Problem description
Copy exactly, and only, the lines from the line containing "of the orange" through the last line of the records below, both included.

======== Task input ========

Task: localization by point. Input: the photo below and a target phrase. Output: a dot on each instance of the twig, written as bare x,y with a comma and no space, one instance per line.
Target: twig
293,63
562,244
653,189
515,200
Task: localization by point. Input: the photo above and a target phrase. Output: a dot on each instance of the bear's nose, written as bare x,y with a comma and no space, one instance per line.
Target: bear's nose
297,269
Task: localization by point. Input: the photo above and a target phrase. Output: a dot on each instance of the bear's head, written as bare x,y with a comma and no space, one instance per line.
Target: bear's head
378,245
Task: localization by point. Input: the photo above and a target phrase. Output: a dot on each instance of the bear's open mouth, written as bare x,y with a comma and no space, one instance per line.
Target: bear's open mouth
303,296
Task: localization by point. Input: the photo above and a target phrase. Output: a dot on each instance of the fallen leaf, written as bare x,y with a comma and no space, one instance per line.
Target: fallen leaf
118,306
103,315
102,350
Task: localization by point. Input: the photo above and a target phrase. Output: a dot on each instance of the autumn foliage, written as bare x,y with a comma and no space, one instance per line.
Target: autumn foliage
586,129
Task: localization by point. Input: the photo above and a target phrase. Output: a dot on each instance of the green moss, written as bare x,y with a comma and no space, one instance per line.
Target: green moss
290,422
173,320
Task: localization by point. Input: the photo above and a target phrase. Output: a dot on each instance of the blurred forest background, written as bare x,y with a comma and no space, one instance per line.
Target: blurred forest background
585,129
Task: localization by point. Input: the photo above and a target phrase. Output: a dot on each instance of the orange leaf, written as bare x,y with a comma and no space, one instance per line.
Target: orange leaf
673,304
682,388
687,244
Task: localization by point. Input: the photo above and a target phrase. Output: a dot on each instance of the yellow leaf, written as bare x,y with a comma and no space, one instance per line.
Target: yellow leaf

========

Solution
Task: localization by point. Input: the photo above and a target phrase. Output: a dot on each instance of the orange leaf, written as bare x,y with a comma and no space, one instance per line.
Target: orange leaf
673,304
682,388
687,244
Task: localization by point. Input: the photo above and a target phrase. Output: a dot on each instance of the yellow leaf, written as bare x,y with a comma and no space, one instance per line.
Target: yellow leaf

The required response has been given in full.